*** Opening of Passage provided ***

Gabapentin is an anticonvulsant and adjuvant analgesic. It is effective in several pain studies. Neuropathic pain is the most difficult type of pain to treat. In this study, we examined if intrathecal gabapentin could prevent nerve injury-induced pain.
Under isoflurane anaesthesia, male Sprague-Dawley rats (200-250 g) underwent right L5/6 spinal nerve ligation and placement of an intrathecal catheter connected to an infusion pump. After surgery, intrathecal saline or gabapentin (20 µg h(-1)) was given for 7 days (n=8 per group). The right hind paw withdrawal threshold to von Frey filament stimuli and withdrawal latency to radiant heat were determined before (baseline) and once daily for 7 days after surgery. Haematoxylin and eosin and toluidine blue staining were used to evaluate the neurotoxicity of gabapentin (40 µg h(-1)).
Seven days after nerve ligation, the affected paw withdrawal threshold and latency of saline-treated rats decreased from the baseline 11.7 (11.7-22.2) [median (inter-quartile range)] to 1.6 (0.9-3.2) g and 10.8 (10.5-11.2) to 4.3 (4.2-7) s, respectively. Rats receiving gabapentin (20 µg h(-1)) had higher withdrawal threshold [9.9 (9.9-19.3) g] and latency [11.5 (9.7-11.9) s] on day 7 after ligation. No obvious histopathological change or growth retardation was detected after intrathecal gabapentin (40 µg h(-1)) infusion.
We showed a preventative effect of intrathecal gabapentin on the development of nerve injury-induced mechanical allodynia and thermal hyperalgesia. Our data suggest that continuous intrathecal gabapentin may be considered as an alternative for the prevention of nerve injury-induced pain.

*** Close of Passage provided ***
*** Opening of Source material ***

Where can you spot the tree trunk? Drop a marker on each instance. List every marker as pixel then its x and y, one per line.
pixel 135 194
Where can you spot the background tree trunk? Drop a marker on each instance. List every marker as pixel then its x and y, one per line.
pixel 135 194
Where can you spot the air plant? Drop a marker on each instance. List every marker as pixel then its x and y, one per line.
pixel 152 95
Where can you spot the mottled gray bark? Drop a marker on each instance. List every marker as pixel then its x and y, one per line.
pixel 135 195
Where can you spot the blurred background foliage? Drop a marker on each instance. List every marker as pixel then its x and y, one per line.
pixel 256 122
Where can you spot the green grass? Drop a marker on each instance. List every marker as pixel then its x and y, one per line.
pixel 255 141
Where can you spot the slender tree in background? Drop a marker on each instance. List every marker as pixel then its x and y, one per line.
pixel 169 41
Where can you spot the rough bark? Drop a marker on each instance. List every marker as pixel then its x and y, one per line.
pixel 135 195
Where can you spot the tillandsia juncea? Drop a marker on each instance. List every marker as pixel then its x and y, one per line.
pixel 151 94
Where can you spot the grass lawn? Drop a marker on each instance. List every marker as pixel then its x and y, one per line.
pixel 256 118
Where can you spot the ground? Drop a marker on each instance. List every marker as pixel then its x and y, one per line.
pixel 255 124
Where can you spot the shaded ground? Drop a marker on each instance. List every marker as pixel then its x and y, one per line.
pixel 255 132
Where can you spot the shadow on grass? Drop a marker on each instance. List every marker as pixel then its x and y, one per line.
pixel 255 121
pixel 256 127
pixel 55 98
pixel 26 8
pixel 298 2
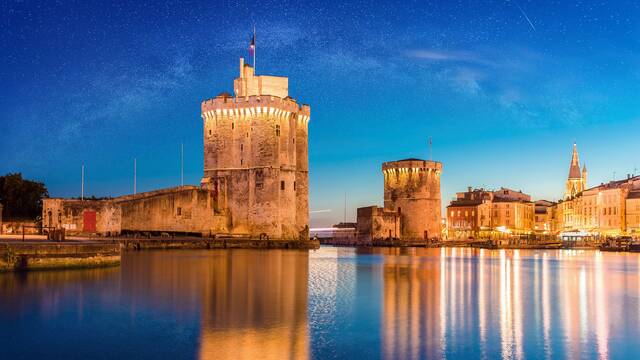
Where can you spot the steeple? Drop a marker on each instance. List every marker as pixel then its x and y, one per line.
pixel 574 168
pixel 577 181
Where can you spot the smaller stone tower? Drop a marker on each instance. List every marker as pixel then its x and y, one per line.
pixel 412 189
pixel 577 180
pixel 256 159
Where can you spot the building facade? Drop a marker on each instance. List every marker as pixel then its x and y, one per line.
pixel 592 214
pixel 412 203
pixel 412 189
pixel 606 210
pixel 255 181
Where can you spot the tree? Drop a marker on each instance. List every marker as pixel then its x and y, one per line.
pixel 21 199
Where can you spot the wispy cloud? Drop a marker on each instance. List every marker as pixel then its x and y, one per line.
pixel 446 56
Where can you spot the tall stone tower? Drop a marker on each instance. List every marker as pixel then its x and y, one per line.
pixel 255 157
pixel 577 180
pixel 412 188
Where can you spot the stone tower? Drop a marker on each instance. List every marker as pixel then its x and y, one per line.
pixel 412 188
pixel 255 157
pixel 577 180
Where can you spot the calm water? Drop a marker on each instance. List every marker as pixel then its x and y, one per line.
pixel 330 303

*** Close of Source material ***
*** Opening of Source material ***

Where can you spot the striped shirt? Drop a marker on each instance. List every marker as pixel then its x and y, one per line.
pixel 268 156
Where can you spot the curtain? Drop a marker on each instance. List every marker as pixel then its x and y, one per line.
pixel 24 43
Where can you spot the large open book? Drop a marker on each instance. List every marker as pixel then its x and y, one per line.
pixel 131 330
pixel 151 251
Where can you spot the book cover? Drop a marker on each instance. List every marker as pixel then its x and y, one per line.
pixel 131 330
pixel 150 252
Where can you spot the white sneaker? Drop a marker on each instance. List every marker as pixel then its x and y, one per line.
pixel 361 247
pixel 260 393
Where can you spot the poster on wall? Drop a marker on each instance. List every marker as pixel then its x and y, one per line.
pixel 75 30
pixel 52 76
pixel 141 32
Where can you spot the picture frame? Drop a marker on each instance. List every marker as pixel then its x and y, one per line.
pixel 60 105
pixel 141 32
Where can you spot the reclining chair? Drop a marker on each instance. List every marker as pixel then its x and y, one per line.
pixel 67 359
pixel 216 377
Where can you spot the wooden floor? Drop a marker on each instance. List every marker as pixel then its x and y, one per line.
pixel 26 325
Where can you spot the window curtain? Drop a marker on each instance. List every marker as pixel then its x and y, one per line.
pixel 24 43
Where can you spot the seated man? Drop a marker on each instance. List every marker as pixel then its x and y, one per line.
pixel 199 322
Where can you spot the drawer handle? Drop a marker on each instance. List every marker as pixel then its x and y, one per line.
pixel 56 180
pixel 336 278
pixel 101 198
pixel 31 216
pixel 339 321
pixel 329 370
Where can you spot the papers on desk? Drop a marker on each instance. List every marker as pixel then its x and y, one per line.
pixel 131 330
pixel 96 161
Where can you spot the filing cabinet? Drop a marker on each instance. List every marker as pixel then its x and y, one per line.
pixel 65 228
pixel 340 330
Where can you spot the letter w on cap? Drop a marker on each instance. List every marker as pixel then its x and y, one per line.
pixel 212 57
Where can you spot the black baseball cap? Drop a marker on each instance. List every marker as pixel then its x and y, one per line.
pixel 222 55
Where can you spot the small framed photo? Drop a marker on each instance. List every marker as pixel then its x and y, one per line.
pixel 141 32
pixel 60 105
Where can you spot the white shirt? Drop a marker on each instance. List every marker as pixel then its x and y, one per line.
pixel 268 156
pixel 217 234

*** Close of Source material ***
*** Opening of Source material ***

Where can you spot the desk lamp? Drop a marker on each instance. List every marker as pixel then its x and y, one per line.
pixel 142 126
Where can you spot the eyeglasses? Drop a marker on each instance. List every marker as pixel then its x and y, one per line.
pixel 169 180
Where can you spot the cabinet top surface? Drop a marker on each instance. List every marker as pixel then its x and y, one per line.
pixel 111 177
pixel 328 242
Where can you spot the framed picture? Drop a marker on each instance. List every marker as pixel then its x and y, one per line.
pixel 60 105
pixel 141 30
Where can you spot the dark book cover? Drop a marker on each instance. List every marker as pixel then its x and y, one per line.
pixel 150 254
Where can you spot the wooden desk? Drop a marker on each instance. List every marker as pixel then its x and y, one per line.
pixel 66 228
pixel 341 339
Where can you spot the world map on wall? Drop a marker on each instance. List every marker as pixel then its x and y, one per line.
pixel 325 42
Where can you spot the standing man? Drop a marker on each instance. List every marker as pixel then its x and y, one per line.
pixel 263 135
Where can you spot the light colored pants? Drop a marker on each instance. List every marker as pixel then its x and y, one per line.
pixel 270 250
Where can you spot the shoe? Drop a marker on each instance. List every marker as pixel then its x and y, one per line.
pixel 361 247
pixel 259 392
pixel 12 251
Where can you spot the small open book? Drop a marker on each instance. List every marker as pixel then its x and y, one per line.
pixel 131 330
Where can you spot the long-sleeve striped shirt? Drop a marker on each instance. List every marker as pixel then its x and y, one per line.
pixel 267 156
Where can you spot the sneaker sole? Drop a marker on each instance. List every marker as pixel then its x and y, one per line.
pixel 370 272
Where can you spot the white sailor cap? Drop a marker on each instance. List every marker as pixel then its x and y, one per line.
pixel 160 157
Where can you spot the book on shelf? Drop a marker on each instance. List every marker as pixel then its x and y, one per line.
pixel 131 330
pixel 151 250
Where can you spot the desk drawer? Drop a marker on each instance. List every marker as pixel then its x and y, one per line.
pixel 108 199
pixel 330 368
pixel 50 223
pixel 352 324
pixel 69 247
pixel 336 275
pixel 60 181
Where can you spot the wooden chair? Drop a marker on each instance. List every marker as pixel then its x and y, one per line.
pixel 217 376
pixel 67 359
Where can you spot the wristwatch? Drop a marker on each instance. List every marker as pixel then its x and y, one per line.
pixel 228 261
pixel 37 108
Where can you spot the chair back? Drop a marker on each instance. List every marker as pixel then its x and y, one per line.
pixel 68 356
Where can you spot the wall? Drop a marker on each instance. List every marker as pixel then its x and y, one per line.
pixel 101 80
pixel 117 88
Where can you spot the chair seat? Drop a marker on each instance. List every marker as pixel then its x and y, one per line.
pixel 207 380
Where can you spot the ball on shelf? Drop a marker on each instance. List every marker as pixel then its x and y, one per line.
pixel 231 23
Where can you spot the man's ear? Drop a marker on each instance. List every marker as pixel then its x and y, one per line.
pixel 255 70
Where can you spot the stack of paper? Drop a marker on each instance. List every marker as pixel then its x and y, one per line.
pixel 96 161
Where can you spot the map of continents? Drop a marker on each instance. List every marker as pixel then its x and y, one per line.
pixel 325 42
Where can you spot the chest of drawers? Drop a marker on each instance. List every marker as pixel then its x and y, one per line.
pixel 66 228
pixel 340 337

*** Close of Source material ***

-- Problem details --
In the gabapentin study above, find the paragraph beginning "Seven days after nerve ligation" and list every median value it reports, in order, each with its unit.

-- Answer below --
11.7 g
1.6 g
10.8 s
4.3 s
9.9 g
11.5 s